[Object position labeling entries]
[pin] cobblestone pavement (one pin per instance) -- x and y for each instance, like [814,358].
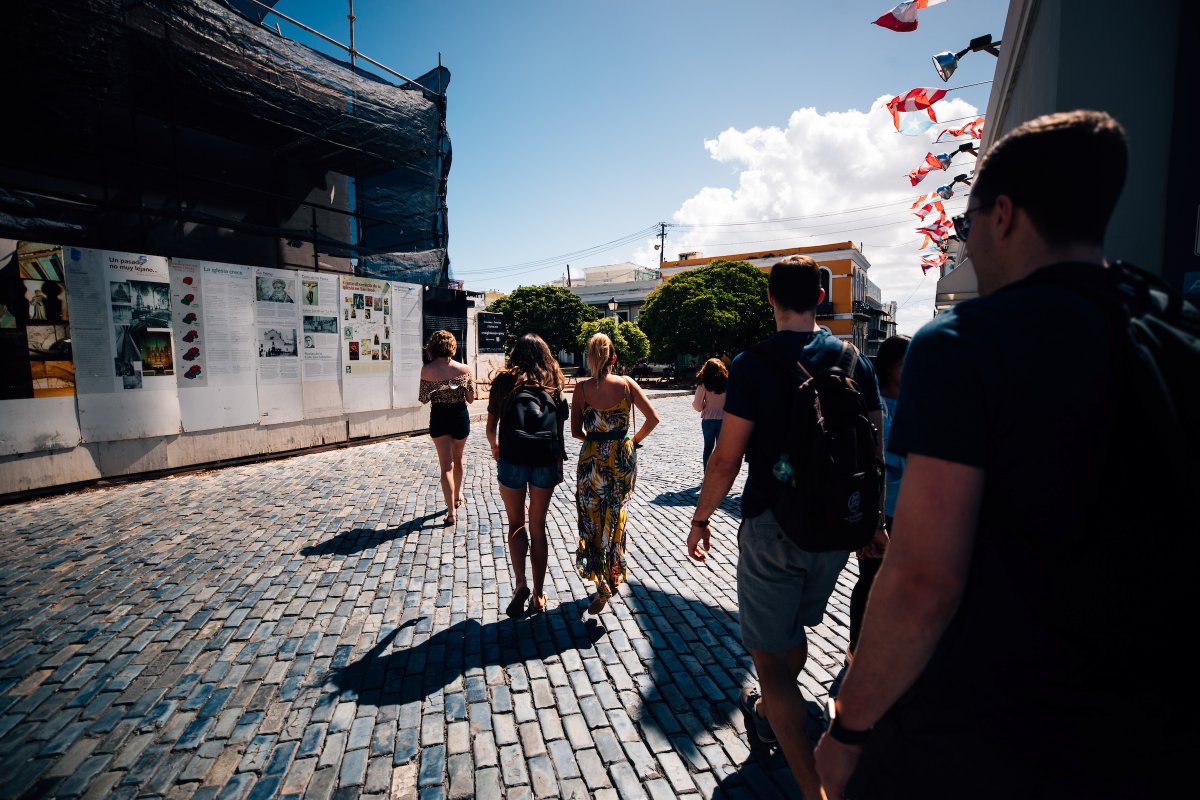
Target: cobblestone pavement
[307,627]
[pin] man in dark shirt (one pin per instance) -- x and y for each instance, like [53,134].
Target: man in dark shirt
[781,588]
[991,660]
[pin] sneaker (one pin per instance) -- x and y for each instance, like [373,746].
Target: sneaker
[749,704]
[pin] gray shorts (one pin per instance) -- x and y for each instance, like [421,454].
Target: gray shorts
[781,589]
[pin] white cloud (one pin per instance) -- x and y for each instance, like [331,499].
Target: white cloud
[823,164]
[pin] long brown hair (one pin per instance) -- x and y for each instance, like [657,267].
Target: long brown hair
[532,362]
[713,376]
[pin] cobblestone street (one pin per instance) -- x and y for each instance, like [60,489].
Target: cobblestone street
[309,627]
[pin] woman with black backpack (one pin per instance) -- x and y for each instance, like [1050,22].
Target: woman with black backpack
[526,415]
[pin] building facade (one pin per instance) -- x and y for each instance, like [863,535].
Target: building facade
[853,308]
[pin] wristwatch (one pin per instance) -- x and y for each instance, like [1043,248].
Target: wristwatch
[845,735]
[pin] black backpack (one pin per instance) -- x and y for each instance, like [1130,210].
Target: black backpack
[532,421]
[828,480]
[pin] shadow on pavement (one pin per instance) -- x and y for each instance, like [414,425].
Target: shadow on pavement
[360,539]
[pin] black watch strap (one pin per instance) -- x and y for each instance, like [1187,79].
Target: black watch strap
[845,735]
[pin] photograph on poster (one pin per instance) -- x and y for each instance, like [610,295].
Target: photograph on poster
[155,350]
[276,342]
[48,342]
[46,301]
[270,289]
[151,304]
[319,324]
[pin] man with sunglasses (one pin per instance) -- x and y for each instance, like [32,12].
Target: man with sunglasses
[993,660]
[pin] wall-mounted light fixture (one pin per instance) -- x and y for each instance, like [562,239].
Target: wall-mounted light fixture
[947,62]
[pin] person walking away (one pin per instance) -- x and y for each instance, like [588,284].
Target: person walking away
[603,416]
[888,365]
[709,401]
[526,416]
[781,588]
[448,386]
[1038,539]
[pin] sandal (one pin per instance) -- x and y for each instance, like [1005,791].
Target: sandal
[598,605]
[516,608]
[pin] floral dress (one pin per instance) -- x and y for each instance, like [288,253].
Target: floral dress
[605,482]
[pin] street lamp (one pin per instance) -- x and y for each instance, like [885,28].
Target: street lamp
[947,62]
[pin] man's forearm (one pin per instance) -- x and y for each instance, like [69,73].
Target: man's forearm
[718,481]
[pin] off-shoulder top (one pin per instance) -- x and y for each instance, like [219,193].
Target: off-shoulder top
[444,391]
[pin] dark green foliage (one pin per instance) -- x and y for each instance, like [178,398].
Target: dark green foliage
[711,311]
[551,312]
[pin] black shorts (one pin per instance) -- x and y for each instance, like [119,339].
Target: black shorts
[449,420]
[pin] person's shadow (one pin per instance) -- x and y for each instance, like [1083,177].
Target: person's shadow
[360,539]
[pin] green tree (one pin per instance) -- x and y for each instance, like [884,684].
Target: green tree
[711,311]
[633,346]
[551,312]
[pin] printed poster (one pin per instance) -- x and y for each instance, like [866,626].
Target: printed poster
[37,403]
[321,344]
[215,336]
[366,343]
[277,346]
[406,368]
[121,343]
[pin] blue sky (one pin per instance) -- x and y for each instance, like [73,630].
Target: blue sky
[577,124]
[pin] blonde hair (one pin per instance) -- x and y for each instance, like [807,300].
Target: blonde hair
[442,344]
[600,355]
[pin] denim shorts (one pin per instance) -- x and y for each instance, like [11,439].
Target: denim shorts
[781,588]
[517,476]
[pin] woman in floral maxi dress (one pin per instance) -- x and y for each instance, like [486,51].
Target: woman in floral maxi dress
[601,415]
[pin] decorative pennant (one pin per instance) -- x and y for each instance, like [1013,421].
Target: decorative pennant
[915,100]
[903,18]
[973,128]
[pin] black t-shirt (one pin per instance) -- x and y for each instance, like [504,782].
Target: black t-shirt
[1025,384]
[761,392]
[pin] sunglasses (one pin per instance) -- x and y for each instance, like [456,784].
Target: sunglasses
[963,222]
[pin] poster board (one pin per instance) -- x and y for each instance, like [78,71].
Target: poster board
[321,344]
[406,365]
[121,344]
[366,343]
[277,346]
[37,404]
[214,323]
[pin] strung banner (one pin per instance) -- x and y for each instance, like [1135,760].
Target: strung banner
[903,18]
[973,128]
[915,100]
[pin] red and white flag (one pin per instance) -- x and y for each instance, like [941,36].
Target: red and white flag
[931,162]
[915,100]
[904,17]
[936,205]
[973,128]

[Instructions to follow]
Beginning at the line that holds "[pin] sunglasses (one", write out word for word each line through the end of the records.

[Reply to the exercise]
[pin] sunglasses (one pin per instance) -- x and y for each instance, like [456,784].
Target: sunglasses
[963,222]
[pin] poster board (one pin per instance) -- x and y for each instance, like [78,71].
Target: poster board
[321,344]
[406,365]
[121,344]
[366,343]
[277,346]
[37,404]
[214,323]
[pin] strung banner (one pin per instance) -- x and y for each instance, like [1135,760].
Target: strung banner
[903,18]
[973,128]
[915,100]
[pin] red and white flag (one pin per instance) -- x and y for each instance, like [941,36].
Target: red and white flag
[931,162]
[915,100]
[904,17]
[936,205]
[973,128]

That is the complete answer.